*** Opening Supplied information ***

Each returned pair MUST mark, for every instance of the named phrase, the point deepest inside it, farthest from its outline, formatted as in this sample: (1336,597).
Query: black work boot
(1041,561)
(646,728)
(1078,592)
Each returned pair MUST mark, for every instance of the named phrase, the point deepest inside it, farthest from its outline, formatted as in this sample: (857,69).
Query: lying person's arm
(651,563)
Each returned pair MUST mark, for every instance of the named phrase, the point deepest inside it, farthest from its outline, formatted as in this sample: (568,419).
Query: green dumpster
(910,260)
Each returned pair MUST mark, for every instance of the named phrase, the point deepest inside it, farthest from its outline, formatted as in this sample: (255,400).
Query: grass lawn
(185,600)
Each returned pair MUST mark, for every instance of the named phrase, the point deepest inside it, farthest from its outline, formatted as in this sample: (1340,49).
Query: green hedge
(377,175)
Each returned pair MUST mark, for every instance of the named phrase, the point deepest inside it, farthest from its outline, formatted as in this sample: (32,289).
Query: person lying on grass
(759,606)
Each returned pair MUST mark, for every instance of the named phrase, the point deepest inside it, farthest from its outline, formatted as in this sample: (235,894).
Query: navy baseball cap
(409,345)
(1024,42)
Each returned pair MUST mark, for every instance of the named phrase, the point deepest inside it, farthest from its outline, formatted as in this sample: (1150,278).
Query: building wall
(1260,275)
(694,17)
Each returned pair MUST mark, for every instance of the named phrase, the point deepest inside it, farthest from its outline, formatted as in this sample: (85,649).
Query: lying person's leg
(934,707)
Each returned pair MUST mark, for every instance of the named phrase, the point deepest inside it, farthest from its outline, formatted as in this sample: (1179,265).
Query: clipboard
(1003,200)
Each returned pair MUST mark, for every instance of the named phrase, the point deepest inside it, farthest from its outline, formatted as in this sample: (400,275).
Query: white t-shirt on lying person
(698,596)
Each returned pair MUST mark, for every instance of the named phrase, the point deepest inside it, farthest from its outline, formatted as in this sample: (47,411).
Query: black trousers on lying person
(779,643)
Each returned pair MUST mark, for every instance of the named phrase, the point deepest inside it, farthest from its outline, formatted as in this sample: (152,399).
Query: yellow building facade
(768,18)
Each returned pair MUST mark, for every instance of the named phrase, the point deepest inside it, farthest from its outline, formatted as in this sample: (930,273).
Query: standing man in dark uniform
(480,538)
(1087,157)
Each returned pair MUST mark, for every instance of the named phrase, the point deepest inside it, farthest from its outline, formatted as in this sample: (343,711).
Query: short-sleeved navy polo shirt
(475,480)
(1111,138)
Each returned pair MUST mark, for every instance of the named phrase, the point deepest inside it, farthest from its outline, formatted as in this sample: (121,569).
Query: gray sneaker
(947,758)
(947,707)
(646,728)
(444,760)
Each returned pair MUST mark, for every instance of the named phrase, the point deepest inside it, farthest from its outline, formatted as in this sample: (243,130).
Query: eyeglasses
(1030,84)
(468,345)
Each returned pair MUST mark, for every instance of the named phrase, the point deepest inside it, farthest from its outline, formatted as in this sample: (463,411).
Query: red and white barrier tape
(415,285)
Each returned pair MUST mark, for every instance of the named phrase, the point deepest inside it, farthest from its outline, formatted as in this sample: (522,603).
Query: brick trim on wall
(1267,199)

*** Closing Supplied information ***

Work required
Print every entry from the material exactly.

Exercise response
Each returned pair MUST mark, for every instance of the named phrase, the point deepest inside it, farthest from its outline, formatted as in this sample: (1336,597).
Query: black work boot
(1041,561)
(646,728)
(1078,592)
Each returned pair MUST mark, for every instance of the named phrase, the point deepest inside it, farthest from its outline, formatted as in this sample: (857,69).
Query: lying person's arm
(651,563)
Each returned pair MUST mark, for every instance of the named phrase, the point deepest inside it, farthest from its outline, formatted as in this sample: (568,419).
Query: green dumpster
(910,260)
Each returned pair MUST mark, for every instance of the named phrase, the point deepest inside it, farthest from its outline, formatted as in this sample: (255,400).
Query: grass lawn
(185,600)
Each returned pair MUST mark, for every instance of the named phrase, the point deepest inside it, farthest from its outline, formatted as in this sample: (1340,49).
Query: green hedge
(377,175)
Each returned pair MUST mark, for every instance of the named phrase, the point deepest inside it, farthest from its outline, formatted as in this sample: (32,289).
Query: person lying on grass
(759,606)
Each returned pair MUST mark, for every instance of the named phrase, the point deepest inside it, farthest from its outline, formatted as in this sample: (235,894).
Query: navy baseball cap
(409,345)
(1024,42)
Each returned pair MUST mark, for every instance of the named phrase, the point deepest inside it, farthest from its outline, formatted as in this sample: (1150,278).
Query: building wall
(1260,275)
(694,17)
Each returned pair MUST mark, for every instance of the named phrase, the point deepest inside it, farthest from its outline, formatted as in this sample: (85,649).
Query: lying person's leg
(934,707)
Each returned pair MUST mark, for every instance of the named phrase, the point deepest inside it, farthest from its outline, formatted as in this sample: (1179,265).
Query: clipboard
(1003,200)
Each returned pair MUST mark, for every instance of the named phrase, the point deepest inside it, farthest from its outline, formatted as in this sample: (400,275).
Query: white t-shirt on lying person
(698,596)
Each returned pair MUST mark, for every instance of the named phrase, the point deepest inside it, farthest from its outline, formatted as in this sample: (47,411).
Query: black trousers on lying person
(779,643)
Each returned pair MUST mark, for every instance of the named phrase, the point deepest inside it, farthest from its outline, formatted as in this sample: (152,399).
Query: yellow building facade
(768,18)
Each returned pair MUST mark, for every instance of the named phrase, the point deepest inside it, farthest from its outline, formatted as in this sample: (930,273).
Query: standing man in dark uniform
(480,538)
(1087,157)
Each returned pair MUST mark, for every instance of the named phrase, the point deepest inside it, farthest from its outline, formatted as in this sample: (343,711).
Query: short-sleeved navy polo shirt
(475,480)
(1111,138)
Each returned pair MUST mark, for every instance of the named phrase, the point deepest inside it, farthest from its outline, formatted as in this sample: (121,569).
Query: gray sneaker
(947,758)
(947,707)
(646,728)
(444,760)
Each returned pair MUST mark, for every instance of the named phrase, the point deepest inside it, farthest from its outline, formatted as in this sample: (243,130).
Query: eyeglasses
(1030,84)
(468,345)
Each returned pair MUST mark, for every instance of the named phrase, the point deepest inside it, farthest from its outline, formatted as in this sample: (463,411).
Query: red and white barrier tape
(415,285)
Each returned pair MUST mark, for every instance of the named phrase, the point deepest inside it, farthest from its outline, formatted as in this sample: (522,603).
Query: brick trim on wall
(1267,199)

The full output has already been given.